De macht van het lied.
Hiervan deelt een onzer vertegenwoordigers in het buitenland het volgende staaltje uit zijn ervaring mee:
‘Ik kwam als jong matroos voor jaren in Singapore. Zooals gewoonlijk gingen wij naar de stad en kwamen in een groot koffiehuis, om ons te verkwikken. De zaal was gevuld met Engelschen, Denen, Noren, Duitschers en een paar Hollanders. De Engelschen begonnen te zingen, later ook de Denen en Noren. Daar de Duitschers in de minderheid waren, bleven deze stil. Eindelijk zei ik tegen de Duitschers: Zing toch ook eens een lied. Ja meenden ze, als die anderen maar geen lawaai maken. Ze wilden niet. Nu zei ik, dan zal ik zingen. Toen zong ik een Duitsch lied, dat goed werd opgenomen. Daarna zette ik mij bij de paar Hollanders en vroeg hun, of zij niet zingen konden, en dat ze toch zeker niet voor de Engelschen en Duitschers wilden onder doen. Neen, zeiden ze, we zijn maar met een paar man. Wel, antwoordde ik, al was ik alleen, dan zong ik nog. Ik sprong op een stoel, klapte in de handen, en nadat het stil geworden was, zong ik mijn lievelingslied: Beelden uit mijn kinderjaren, uit mijn jeugd zoo vrij en blij, en Ons hutje bij de zee.

● WAT JE DOET
[A] Noem alle nationaliteiten waarmee de zaal van het koffiehuis volgens de leestekst gevuld was.
[B] Zet de alinea uit de leestekst die begint met ‘Ik kwam als jong matroos’ om in een korte opsomming met de belangrijkste feiten.

● AANGELEVERDE ITEMS
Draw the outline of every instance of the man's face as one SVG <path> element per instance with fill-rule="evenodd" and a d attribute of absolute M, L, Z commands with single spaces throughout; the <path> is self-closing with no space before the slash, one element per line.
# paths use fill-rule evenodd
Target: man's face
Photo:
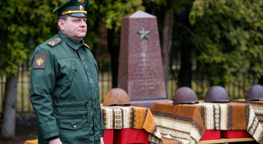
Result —
<path fill-rule="evenodd" d="M 79 42 L 86 35 L 87 24 L 86 17 L 70 16 L 64 21 L 64 33 L 75 41 Z"/>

● ANTWOORDEN
[A] Engelschen, Denen, Noren, Duitschers en Hollanders.

[B]
- Jaren geleden kwam de verteller als jonge matroos in Singapore en ging in de stad naar een groot koffiehuis.
- De zaal zat vol Engelsen, Denen, Noren, Duitsers en een paar Hollanders.
- Eerst zongen de Engelsen, later ook de Denen en Noren.
- De Duitsers waren in de minderheid en wilden niet zingen.
- Daarom zong de verteller zelf een Duits lied, dat goed werd ontvangen.
- De paar Hollanders wilden ook niet zingen, omdat ze maar met weinigen waren.
- De verteller sprong op een stoel en klapte in de handen. Toen het stil was, zong de verteller een lievelingslied.